— start Given records —

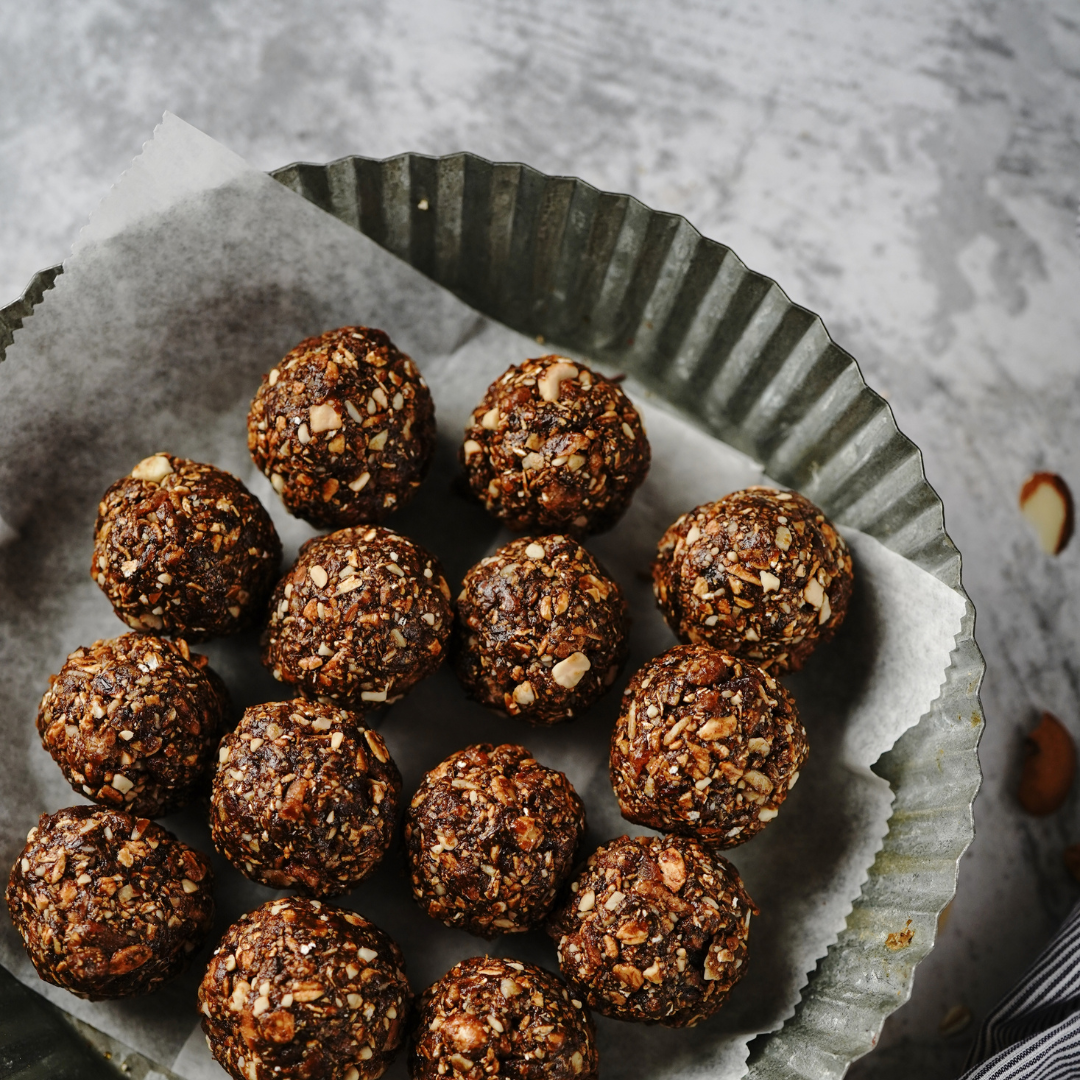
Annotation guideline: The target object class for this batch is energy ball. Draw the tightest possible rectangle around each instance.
[37,634,229,818]
[550,836,757,1027]
[611,645,807,848]
[8,806,214,1001]
[90,454,281,642]
[408,956,599,1080]
[652,487,853,675]
[211,699,402,896]
[199,896,413,1080]
[461,356,649,536]
[454,536,630,725]
[405,743,585,937]
[262,526,454,710]
[247,326,435,528]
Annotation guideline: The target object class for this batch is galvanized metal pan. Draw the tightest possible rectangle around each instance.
[0,153,985,1080]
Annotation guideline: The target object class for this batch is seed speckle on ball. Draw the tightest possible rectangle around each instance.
[460,355,650,536]
[90,454,281,642]
[37,634,229,818]
[262,526,454,711]
[247,326,435,528]
[211,699,402,897]
[8,806,214,1001]
[199,896,413,1080]
[408,956,599,1080]
[549,836,757,1027]
[454,536,630,725]
[611,645,807,848]
[652,487,853,674]
[405,743,585,937]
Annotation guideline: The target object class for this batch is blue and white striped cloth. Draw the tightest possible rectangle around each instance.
[961,904,1080,1080]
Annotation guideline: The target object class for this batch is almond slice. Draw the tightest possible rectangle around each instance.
[1018,713,1077,816]
[1020,473,1074,555]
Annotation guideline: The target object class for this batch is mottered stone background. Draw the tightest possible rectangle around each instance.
[0,0,1080,1080]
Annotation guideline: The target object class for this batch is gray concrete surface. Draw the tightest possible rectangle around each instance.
[0,0,1080,1080]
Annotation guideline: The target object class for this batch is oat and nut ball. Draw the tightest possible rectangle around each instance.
[199,896,413,1080]
[549,836,757,1027]
[210,699,402,896]
[454,536,630,725]
[8,806,214,1001]
[652,487,853,675]
[90,454,281,642]
[408,956,599,1080]
[262,526,454,710]
[405,743,585,937]
[247,326,435,528]
[460,356,649,536]
[611,645,807,848]
[37,634,229,818]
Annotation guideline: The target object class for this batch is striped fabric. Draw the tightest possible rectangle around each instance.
[961,904,1080,1080]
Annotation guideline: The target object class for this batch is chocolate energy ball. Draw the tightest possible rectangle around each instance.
[90,454,281,642]
[8,806,214,1001]
[652,487,853,674]
[550,836,757,1027]
[408,956,599,1080]
[262,526,454,710]
[247,326,435,528]
[611,645,807,848]
[210,699,402,896]
[37,634,229,818]
[461,356,649,536]
[199,896,413,1080]
[405,743,585,937]
[454,536,630,724]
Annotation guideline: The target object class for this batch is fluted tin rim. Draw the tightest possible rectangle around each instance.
[0,153,985,1080]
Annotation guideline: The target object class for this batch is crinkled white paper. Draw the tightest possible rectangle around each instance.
[0,117,963,1080]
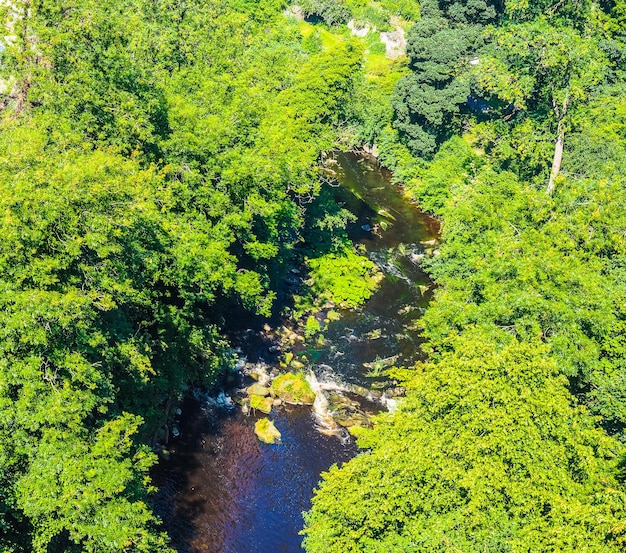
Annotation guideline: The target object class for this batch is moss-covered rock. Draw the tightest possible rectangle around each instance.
[272,372,315,405]
[250,396,274,414]
[246,383,270,397]
[254,419,280,444]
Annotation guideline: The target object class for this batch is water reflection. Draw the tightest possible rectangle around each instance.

— end Given records —

**Stated exercise:** Scale every bounding box coordinate by 0.7, rounding to whole numbers with halves going up, and write out every line from the line with "batch is crinkled" up to and including the line with "[254,419,280,444]". Keep all other text in those lines unchanged, and leave the pictures out.

**Answer to the task:**
Annotation guideline: The target object class for this batch is crinkled white paper. Draw the tightest possible rectangle around each instance.
[0,82,674,756]
Annotation guideline: The target object class for this batch is moss-covered rock. Draw the tightest possible rectangle around each instance.
[190,260,221,284]
[175,277,192,290]
[172,268,189,278]
[178,293,196,311]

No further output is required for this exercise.